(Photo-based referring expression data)
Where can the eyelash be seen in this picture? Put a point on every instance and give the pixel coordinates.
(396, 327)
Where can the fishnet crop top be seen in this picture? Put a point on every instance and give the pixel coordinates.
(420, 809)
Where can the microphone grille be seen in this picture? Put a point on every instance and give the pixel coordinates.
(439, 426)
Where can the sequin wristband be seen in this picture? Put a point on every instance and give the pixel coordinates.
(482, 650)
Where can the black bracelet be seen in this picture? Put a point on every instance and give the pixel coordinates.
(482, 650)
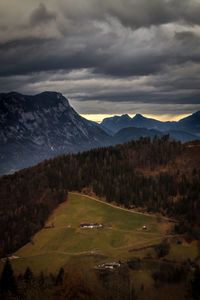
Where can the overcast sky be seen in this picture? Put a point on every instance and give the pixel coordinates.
(105, 56)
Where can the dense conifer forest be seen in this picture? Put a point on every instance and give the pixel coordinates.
(157, 175)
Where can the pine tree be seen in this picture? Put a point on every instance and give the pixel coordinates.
(8, 282)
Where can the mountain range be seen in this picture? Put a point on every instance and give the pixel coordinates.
(34, 128)
(190, 124)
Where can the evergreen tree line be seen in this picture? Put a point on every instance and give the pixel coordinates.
(155, 175)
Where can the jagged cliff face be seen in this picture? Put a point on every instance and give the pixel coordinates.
(33, 128)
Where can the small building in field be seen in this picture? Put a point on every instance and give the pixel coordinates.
(91, 225)
(109, 265)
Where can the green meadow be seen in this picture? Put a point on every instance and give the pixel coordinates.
(66, 242)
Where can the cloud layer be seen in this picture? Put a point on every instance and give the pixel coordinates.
(130, 53)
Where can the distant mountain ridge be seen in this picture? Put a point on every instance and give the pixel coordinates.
(190, 124)
(34, 128)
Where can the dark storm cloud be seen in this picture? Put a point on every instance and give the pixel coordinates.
(133, 51)
(41, 15)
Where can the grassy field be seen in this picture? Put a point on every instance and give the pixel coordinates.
(67, 242)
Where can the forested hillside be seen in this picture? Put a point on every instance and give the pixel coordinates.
(159, 175)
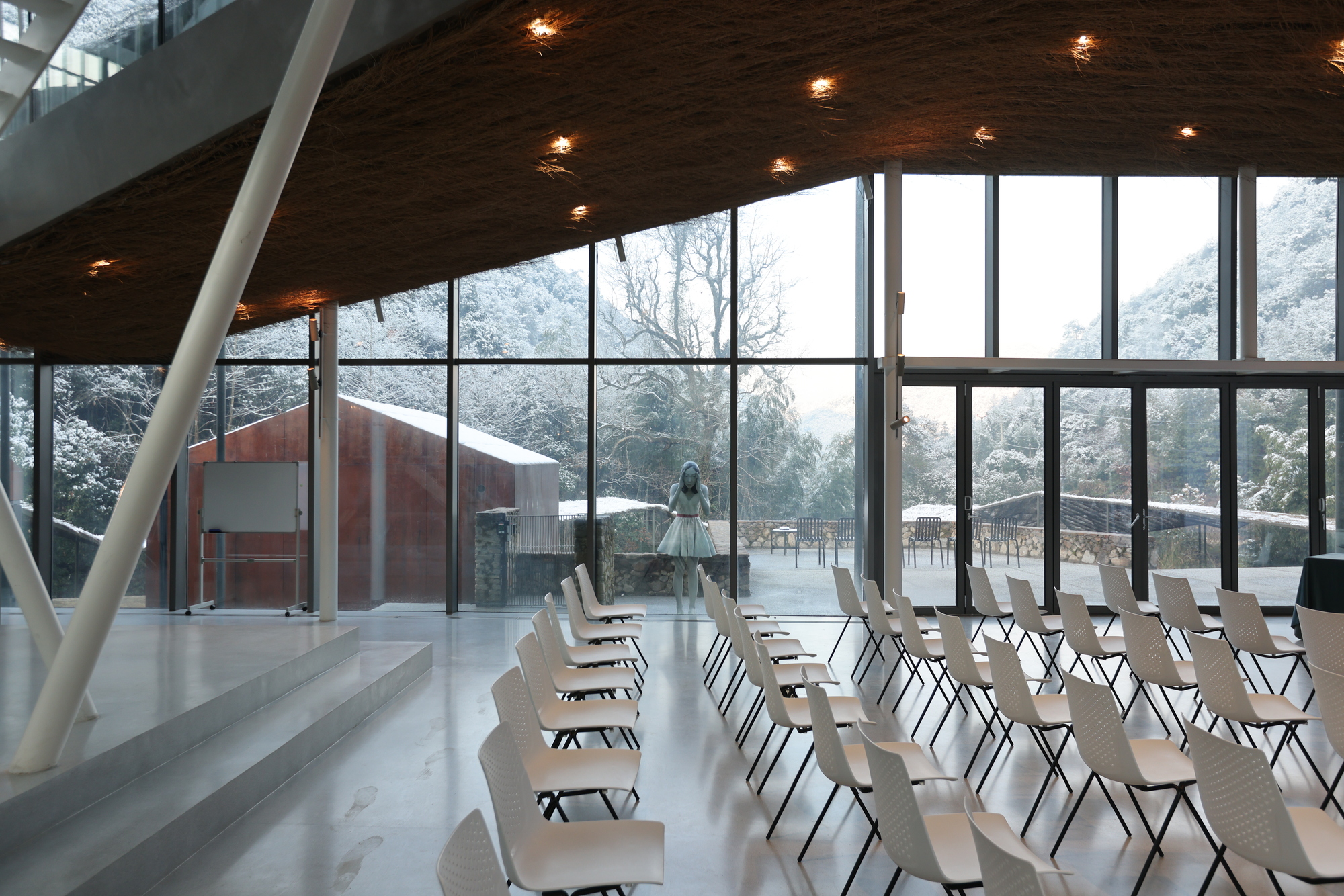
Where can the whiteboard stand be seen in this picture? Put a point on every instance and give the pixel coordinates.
(251, 498)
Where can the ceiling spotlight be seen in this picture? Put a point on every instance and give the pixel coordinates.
(542, 29)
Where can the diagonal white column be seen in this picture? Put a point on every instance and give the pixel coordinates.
(32, 594)
(206, 330)
(892, 174)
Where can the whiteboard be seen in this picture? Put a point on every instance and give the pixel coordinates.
(249, 498)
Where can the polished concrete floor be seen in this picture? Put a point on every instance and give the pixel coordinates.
(372, 815)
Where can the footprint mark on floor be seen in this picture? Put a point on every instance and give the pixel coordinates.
(435, 727)
(350, 863)
(364, 800)
(429, 761)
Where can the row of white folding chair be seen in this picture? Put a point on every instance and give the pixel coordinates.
(587, 632)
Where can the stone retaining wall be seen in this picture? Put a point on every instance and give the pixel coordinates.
(651, 574)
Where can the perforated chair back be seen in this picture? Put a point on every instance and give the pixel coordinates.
(1013, 694)
(546, 639)
(1330, 692)
(1244, 804)
(956, 647)
(514, 705)
(743, 643)
(911, 633)
(771, 686)
(1079, 629)
(1100, 733)
(1244, 624)
(1146, 648)
(846, 594)
(1323, 635)
(1025, 611)
(468, 866)
(1002, 872)
(587, 592)
(540, 684)
(904, 832)
(881, 623)
(983, 593)
(831, 757)
(1220, 682)
(1177, 602)
(560, 633)
(1116, 590)
(518, 821)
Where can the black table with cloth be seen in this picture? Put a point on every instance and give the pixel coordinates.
(1322, 586)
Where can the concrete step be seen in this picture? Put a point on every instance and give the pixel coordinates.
(128, 842)
(131, 748)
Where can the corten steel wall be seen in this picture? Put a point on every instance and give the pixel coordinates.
(416, 515)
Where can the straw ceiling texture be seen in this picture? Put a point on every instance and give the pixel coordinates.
(427, 163)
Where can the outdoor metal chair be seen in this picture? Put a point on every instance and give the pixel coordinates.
(928, 531)
(1002, 530)
(811, 531)
(845, 533)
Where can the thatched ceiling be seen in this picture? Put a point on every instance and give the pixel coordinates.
(425, 165)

Exercise goal> Write out every entry above exactly as it stands, minus the pictures.

Task result>
Where can the eyelash be seen in this picture? Put a point on every instance and give the pixel coordinates.
(396, 327)
Where can the fishnet crop top be seen in this picture? Put a point on every instance and give the pixel coordinates.
(420, 809)
Where can the microphone grille be seen in this picture? Put a point on every instance and give the pixel coordinates.
(439, 426)
Where can the sequin wristband be seen in this picture? Put a point on every instance and give the pixel coordinates.
(482, 650)
Where can the black bracelet be seen in this picture? Put a point on every instance and give the pixel coordinates.
(482, 650)
Where can the overcast sky be seen in this picture? Put a point on every instance and give the pixel coordinates.
(105, 56)
Where can the dense conifer forest be seen in this picture? Put a point on every instance and give the pixel coordinates.
(157, 175)
Where can the pine tree be seen in this picture? Put a point on every instance and give the pixel coordinates.
(8, 282)
Where can the mountain range be seen in this picture? Put a point on every instance and give the pixel coordinates.
(34, 128)
(190, 124)
Where can the evergreen tree line be seen in this picture? Put a point on every instance and give the pixel coordinates.
(155, 175)
Where can the jagged cliff face be seen in this picture? Put a point on every instance and give the pixel coordinates.
(33, 128)
Where can the small building in field be seen in this picture? Put a point on every instance and give the pixel coordinates.
(91, 225)
(109, 265)
Where can the green meadow be seen in this picture? Put a point on every instance and give the pixel coordinates.
(66, 242)
Where can the cloud layer be seen in this picture? Put a point on every instance and give the pixel coordinates.
(130, 53)
Where can the distant mountain ridge be seen in this picture? Put a point on every instance and give the pixel coordinates.
(190, 124)
(34, 128)
Where can the dark storm cloud be seen in this picture? Put a point on every instance and give the pixel coordinates.
(133, 51)
(41, 15)
Where can the grassy field be seen in this picture? Put a point on every instance and give the pixel coordinates.
(67, 242)
Where can the forested hillside be seen in this picture? Put a point on every instance and give the pixel coordinates.
(159, 175)
Where can the whiteboard stand be seen in this picture? Put a point on every instance and give the pixel coordinates.
(251, 498)
Where can the ceiling spotlight be seen in this picture? Put a point on every instance and give the pixel coordinates.
(542, 29)
Where can the diagonal white column be seen in this picture? Put a point on every instance and give the pixel coordinates.
(32, 594)
(206, 330)
(892, 174)
Where can the whiteboard be seen in this picture? Put a point on every instance and give the pixel coordinates.
(249, 498)
Where can the polished concrete floor be seen in this picture? Put a point on every instance and give the pixel coordinates.
(372, 815)
Where can the footprint mark on floor be seen in this picture? Put a point on every instance and give the pixel coordinates.
(435, 727)
(350, 863)
(364, 800)
(429, 761)
Where can the row of white folding chair be seen in this picture? Put a point on every instance and give the pixel coordinates.
(587, 632)
Where can the stone retaining wall be seen in this picture? Put a point on every instance and give the pixel coordinates.
(651, 574)
Where can the perforated chair back be seen in this picture? Put a point on every instance and give the pixel coordinates.
(1013, 694)
(546, 639)
(1330, 692)
(1244, 804)
(956, 647)
(514, 705)
(743, 643)
(911, 633)
(771, 686)
(1079, 629)
(1100, 733)
(1244, 624)
(1146, 648)
(846, 594)
(1323, 635)
(1025, 611)
(468, 866)
(1002, 872)
(587, 592)
(540, 684)
(904, 832)
(881, 623)
(983, 593)
(831, 757)
(1220, 682)
(1177, 602)
(560, 633)
(1116, 590)
(518, 821)
Where can the black table with cloth be seen in this picture? Put a point on every instance and give the pixel coordinates.
(1322, 586)
Where can the concrete step be seen in this picture? Put a point on every instance and give the pixel coordinates.
(128, 842)
(131, 748)
Where can the corten steel wall be seen in this picture? Put a point on every instance and give the pixel coordinates.
(416, 515)
Where can the straw ceiling texture be seen in this picture? Put a point on every instance and give the pixel coordinates.
(427, 163)
Where can the outdoor metal chair be seen in this picture? Put a point on every instance and give the pixel coordinates.
(928, 531)
(1002, 530)
(811, 531)
(845, 533)
Where can the thatched ceiling be seen in this picture? Put a point on every instance and give the pixel coordinates.
(425, 165)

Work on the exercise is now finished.